### Zitierter Textauszug ###

Erstaunlich auch die Tatsache, dass so manche(r) froh war, sich in den Wochen des Lockdowns das Taschengeld gespart zu haben. Corona bedeutete für die Jugendlichen – und wohl auch für viele Erwachsene – eine Pause vom Konsumzwang. Das alles ergab eine kleine Umfrage, die das JUZ-Team bei seinen „Klienten“ machte.
Im Umgang mit der Krise schiebe man zwar den jungen Leuten den schwarzen Peter zu, meint Nadja, sie habe im Ort aber auch genug Erwachsene beobachtet, die sich in den Quarantäne-Wochen unvernünftig verhalten hätten. „Das waren schlechte Vorbilder“, sagt sie.

Komasaufen ist passé
Ob in der Natur oder im Studio, immer mehr junge Menschen würden sich sportlich betätigen und bewusst auf ihre Gesundheit achten, weiß Nadja. Das „Komasaufen“, vor fünf Jahren noch gang und gäbe (natürlich nicht im JUZ), sei heute kaum noch ein Thema. Auch der Umgang mit Alkohol beim Autofahren ist im Prinzip vorbildlich. „Dia san heit’ viel vernünftiger als wir damals, sie schauen aufeinander“, sagt Gudrun. Meist gebe es einen Fahrer, und der bleibe dann nüchtern.
Im JUZ wird an die über 16-Jährigen Alkohol ausgeschenkt, aber natürlich in Maßen. „Wenn oana zwoa Bier bei uns trinkt, is des scho viel.“ Probleme mit Alkoholisierung gebe es nicht, sagt Gudrun.

### Gezeigtes Material ###

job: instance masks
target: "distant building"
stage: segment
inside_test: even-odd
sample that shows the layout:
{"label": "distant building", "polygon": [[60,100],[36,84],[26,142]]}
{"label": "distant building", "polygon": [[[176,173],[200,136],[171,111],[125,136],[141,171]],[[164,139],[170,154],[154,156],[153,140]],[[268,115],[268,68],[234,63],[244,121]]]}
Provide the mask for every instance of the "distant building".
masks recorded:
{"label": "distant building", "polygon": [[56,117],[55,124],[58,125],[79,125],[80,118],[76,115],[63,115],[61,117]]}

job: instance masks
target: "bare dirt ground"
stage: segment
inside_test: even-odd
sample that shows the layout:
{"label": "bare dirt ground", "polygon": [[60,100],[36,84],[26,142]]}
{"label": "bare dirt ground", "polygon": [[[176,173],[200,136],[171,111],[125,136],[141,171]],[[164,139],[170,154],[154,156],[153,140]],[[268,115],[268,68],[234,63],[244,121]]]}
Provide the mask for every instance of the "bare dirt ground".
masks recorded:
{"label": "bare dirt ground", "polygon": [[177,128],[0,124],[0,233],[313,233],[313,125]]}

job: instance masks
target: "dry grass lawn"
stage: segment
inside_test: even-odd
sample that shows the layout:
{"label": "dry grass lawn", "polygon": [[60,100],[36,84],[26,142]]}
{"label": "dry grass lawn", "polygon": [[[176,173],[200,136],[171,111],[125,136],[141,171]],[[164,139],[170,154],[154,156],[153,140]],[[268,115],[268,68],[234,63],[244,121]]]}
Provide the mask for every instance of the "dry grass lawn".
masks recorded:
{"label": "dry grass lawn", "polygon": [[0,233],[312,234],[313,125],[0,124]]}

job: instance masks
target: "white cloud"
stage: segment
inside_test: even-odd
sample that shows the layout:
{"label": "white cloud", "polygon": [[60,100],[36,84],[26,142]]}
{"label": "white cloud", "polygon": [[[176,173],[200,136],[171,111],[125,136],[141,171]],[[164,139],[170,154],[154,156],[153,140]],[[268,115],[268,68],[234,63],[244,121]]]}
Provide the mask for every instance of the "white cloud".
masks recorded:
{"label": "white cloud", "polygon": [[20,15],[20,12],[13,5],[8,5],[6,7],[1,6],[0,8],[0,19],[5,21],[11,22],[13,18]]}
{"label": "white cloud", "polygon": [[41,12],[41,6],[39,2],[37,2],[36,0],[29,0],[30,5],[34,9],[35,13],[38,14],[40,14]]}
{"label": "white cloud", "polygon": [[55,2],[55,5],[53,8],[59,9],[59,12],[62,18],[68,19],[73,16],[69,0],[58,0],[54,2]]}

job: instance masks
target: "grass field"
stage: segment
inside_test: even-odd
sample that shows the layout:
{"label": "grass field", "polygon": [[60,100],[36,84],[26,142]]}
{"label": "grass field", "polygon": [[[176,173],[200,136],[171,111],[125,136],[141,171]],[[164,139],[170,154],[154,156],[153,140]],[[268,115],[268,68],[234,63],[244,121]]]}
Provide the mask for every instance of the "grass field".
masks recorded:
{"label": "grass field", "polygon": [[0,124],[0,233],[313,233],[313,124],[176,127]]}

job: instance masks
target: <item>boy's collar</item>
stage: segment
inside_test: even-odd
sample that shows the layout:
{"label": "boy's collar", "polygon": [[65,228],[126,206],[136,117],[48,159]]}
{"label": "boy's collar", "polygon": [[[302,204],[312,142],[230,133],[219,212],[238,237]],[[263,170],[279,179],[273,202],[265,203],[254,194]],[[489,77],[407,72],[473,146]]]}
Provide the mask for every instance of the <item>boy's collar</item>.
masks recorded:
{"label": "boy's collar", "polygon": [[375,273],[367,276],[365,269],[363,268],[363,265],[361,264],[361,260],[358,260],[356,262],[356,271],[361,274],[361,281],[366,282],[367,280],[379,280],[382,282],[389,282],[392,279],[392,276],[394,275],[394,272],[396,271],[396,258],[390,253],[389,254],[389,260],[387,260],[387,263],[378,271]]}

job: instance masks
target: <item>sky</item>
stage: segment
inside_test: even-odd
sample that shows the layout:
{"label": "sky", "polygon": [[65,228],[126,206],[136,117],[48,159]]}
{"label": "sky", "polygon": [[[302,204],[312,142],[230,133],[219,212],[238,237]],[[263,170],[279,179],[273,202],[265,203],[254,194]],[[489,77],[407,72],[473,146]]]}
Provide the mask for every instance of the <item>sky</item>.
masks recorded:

###

Aufgabenstellung - Wie lautet das Stück von „Im Umgang mit“ bis einschließlich „bleibe dann nüchtern.“ aus dem Textauszug über das JUZ, wenn du es so überarbeitest, dass „Komasaufen“ durch „Rauschtrinken“ ersetzt ist?

Antwortfeld -
Im Umgang mit der Krise schiebe man zwar den jungen Leuten den schwarzen Peter zu, meint Nadja, sie habe im Ort aber auch genug Erwachsene beobachtet, die sich in den Quarantäne-Wochen unvernünftig verhalten hätten. „Das waren schlechte Vorbilder“, sagt sie.

Rauschtrinken ist passé
Ob in der Natur oder im Studio, immer mehr junge Menschen würden sich sportlich betätigen und bewusst auf ihre Gesundheit achten, weiß Nadja. Das „Rauschtrinken“, vor fünf Jahren noch gang und gäbe (natürlich nicht im JUZ), sei heute kaum noch ein Thema. Auch der Umgang mit Alkohol beim Autofahren ist im Prinzip vorbildlich. „Dia san heit’ viel vernünftiger als wir damals, sie schauen aufeinander“, sagt Gudrun. Meist gebe es einen Fahrer, und der bleibe dann nüchtern.